[Stored records]

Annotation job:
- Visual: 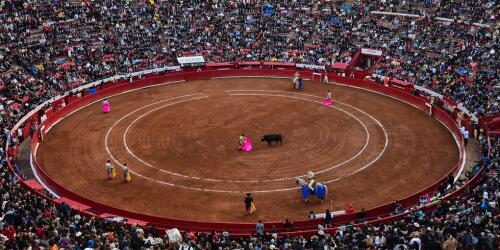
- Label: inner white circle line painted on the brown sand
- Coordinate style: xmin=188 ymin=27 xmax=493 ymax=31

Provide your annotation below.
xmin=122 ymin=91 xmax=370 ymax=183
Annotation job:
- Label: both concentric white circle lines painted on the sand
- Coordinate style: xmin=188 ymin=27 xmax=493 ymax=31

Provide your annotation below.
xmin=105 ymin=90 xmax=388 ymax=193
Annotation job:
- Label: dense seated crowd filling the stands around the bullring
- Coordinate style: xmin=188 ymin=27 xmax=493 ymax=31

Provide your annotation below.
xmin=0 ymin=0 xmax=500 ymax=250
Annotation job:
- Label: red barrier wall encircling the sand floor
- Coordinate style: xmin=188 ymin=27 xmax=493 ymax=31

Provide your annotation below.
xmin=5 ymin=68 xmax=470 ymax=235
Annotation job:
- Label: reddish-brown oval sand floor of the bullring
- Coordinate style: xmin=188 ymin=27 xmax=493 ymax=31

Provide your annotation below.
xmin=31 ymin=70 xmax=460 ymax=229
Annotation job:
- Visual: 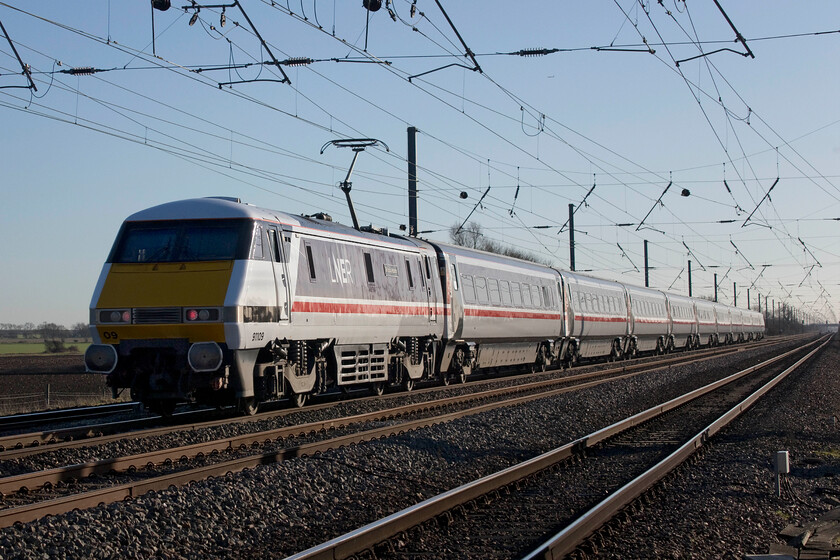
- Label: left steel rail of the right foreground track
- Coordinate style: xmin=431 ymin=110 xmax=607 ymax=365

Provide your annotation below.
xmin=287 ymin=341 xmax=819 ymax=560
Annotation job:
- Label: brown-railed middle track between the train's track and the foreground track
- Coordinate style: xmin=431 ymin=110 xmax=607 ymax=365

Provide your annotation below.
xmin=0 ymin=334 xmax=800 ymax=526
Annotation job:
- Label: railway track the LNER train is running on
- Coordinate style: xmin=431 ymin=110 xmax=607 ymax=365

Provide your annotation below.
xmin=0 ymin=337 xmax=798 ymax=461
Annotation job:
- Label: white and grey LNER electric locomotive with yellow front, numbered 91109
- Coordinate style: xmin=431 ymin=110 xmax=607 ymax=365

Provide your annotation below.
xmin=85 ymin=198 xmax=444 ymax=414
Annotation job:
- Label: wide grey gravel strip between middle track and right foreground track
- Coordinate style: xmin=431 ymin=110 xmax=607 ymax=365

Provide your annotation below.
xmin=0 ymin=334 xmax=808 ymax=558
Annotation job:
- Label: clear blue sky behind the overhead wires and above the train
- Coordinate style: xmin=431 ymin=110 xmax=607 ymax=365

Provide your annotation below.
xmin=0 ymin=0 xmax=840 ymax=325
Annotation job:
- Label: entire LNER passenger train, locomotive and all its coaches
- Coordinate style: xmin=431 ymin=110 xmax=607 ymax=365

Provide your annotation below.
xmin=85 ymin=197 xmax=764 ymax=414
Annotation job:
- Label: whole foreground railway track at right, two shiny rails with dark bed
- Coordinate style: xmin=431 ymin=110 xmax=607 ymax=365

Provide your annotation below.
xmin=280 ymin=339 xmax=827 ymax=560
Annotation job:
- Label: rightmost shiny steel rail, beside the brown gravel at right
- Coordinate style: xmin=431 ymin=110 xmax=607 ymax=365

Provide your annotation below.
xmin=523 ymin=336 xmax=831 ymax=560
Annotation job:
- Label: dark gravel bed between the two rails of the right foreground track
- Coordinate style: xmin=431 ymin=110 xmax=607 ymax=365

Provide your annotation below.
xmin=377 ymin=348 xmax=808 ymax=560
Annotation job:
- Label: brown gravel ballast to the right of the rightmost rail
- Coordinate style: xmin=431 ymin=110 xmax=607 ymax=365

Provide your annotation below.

...

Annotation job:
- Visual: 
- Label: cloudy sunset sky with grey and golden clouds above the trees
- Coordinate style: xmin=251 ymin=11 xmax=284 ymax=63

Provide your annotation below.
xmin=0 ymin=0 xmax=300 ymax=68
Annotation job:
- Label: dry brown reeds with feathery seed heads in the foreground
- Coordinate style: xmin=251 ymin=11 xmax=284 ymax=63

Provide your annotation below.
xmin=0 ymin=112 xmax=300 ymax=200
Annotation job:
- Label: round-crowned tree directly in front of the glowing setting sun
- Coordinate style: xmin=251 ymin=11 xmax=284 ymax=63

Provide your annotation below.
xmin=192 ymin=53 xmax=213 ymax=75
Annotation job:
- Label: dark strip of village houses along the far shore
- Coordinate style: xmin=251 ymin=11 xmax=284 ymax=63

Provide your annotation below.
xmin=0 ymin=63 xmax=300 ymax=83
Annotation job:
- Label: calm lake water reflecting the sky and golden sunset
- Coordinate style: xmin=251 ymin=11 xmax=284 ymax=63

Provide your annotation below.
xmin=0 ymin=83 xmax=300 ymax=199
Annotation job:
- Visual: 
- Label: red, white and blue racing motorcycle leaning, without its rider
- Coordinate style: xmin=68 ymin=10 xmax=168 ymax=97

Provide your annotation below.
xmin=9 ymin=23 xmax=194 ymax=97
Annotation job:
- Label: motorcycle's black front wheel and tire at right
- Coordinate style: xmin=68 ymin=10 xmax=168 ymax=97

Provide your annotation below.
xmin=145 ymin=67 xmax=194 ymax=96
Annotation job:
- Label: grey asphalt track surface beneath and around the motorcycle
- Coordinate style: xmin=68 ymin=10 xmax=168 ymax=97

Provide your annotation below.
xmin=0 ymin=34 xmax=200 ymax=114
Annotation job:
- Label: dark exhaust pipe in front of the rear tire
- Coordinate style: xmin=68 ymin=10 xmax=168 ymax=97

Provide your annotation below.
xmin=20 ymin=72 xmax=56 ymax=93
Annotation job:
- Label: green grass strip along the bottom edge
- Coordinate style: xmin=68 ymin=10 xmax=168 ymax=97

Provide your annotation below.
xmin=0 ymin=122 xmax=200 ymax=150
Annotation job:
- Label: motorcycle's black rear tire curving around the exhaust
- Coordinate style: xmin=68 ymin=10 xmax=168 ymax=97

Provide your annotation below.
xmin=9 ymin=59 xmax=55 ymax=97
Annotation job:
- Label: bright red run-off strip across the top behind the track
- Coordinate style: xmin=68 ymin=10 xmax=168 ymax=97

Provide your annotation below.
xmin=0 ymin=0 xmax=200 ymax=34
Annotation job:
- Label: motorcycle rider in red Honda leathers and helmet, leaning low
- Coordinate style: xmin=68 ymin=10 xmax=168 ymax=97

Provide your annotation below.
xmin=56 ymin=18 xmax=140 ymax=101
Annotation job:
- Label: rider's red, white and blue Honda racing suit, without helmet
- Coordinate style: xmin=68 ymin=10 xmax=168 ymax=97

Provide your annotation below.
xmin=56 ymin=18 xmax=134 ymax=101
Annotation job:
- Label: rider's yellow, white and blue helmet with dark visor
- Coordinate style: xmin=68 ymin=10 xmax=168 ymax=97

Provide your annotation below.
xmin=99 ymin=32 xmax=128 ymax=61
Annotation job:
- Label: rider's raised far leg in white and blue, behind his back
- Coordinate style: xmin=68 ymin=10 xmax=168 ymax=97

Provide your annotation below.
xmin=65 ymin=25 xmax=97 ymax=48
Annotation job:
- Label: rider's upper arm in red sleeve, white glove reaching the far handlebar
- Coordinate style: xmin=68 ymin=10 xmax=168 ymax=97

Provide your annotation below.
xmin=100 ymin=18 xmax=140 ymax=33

• _TASK ITEM_
Search the entries for the string "middle". Copy every line that has it.

• _SOLUTION FOR THIS EXERCISE_
- Label: brown-railed middle track between the train's track and the foreground track
- Label: wide grey gravel strip between middle track and right foreground track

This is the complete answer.